___ Page ___

Shardul Mahadik created SPARK-38030:
---------------------------------------

             Summary: Query with cast containing non-nullable columns fails 
with AQE on Spark 3.1.1
                 Key: SPARK-38030
                 URL: https://issues.apache.org/jira/browse/SPARK-38030
             Project: Spark
          Issue Type: Bug
          Components: SQL
    Affects Versions: 3.1.1
            Reporter: Shardul Mahadik


One of our user queries failed in Spark 3.1.1 when using AQE with the following 
stacktrace mentioned below (some parts of the plan have been redacted, but the 
structure is preserved).

Debugging this issue, we found that the failure was within AQE calling 
[QueryPlan.canonicalized|https://github.com/apache/spark/blob/91db9a36a9ed74845908f14d21227d5267591653/sql/core/src/main/scala/org/apache/spark/sql/execution/adaptive/AdaptiveSparkPlanExec.scala#L402].

The query contains a cast over a column with non-nullable struct fields. 
Canonicalization [removes nullability 
information|https://github.com/apache/spark/blob/91db9a36a9ed74845908f14d21227d5267591653/sql/catalyst/src/main/scala/org/apache/spark/sql/catalyst/expressions/Canonicalize.scala#L45]
 from the child {{AttributeReference}} of the Cast, however it does not remove 
nullability information from the Cast's target dataType. This causes the 
[checkInputDataTypes|https://github.com/apache/spark/blob/branch-3.1/sql/catalyst/src/main/scala/org/apache/spark/sql/catalyst/expressions/Cast.scala#L290]
 to return false because the child is now nullable and cast target data type is 
not, leading to {{resolved=false}} and hence the {{UnresolvedException}}.
{code:java}
org.apache.spark.sql.catalyst.errors.package$TreeNodeException: makeCopy, tree:
Exchange RoundRobinPartitioning(1), REPARTITION_BY_NUM, [id=#232]
+- Union
   :- Project [cast(columnA#30) as struct<...>]
   :  +- BatchScan[columnA#30] hive.tbl 
   +- Project [cast(columnA#35) as struct<...>]
      +- BatchScan[columnA#35] hive.tbl

  at org.apache.spark.sql.catalyst.errors.package$.attachTree(package.scala:56)
  at org.apache.spark.sql.catalyst.trees.TreeNode.makeCopy(TreeNode.scala:475)
  at org.apache.spark.sql.catalyst.trees.TreeNode.makeCopy(TreeNode.scala:464)
  at org.apache.spark.sql.execution.SparkPlan.makeCopy(SparkPlan.scala:87)
  at org.apache.spark.sql.execution.SparkPlan.makeCopy(SparkPlan.scala:58)
  at 
org.apache.spark.sql.catalyst.trees.TreeNode.withNewChildren(TreeNode.scala:301)

___

Exercise description: Copy the bug report starting at "One of our user" and ending at "non-nullable struct fields.", and substitute "adaptive query execution" for every "AQE". The listing that comes next is separate from the bug report.

___ Data ___

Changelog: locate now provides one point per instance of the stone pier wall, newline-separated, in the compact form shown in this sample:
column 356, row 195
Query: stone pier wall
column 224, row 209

___

Reply to the exercise:
One of our user queries failed in Spark 3.1.1 when using adaptive query execution with the following 
stacktrace mentioned below (some parts of the plan have been redacted, but the 
structure is preserved).

Debugging this issue, we found that the failure was within adaptive query execution calling 
[QueryPlan.canonicalized|https://github.com/apache/spark/blob/91db9a36a9ed74845908f14d21227d5267591653/sql/core/src/main/scala/org/apache/spark/sql/execution/adaptive/AdaptiveSparkPlanExec.scala#L402].

The query contains a cast over a column with non-nullable struct fields.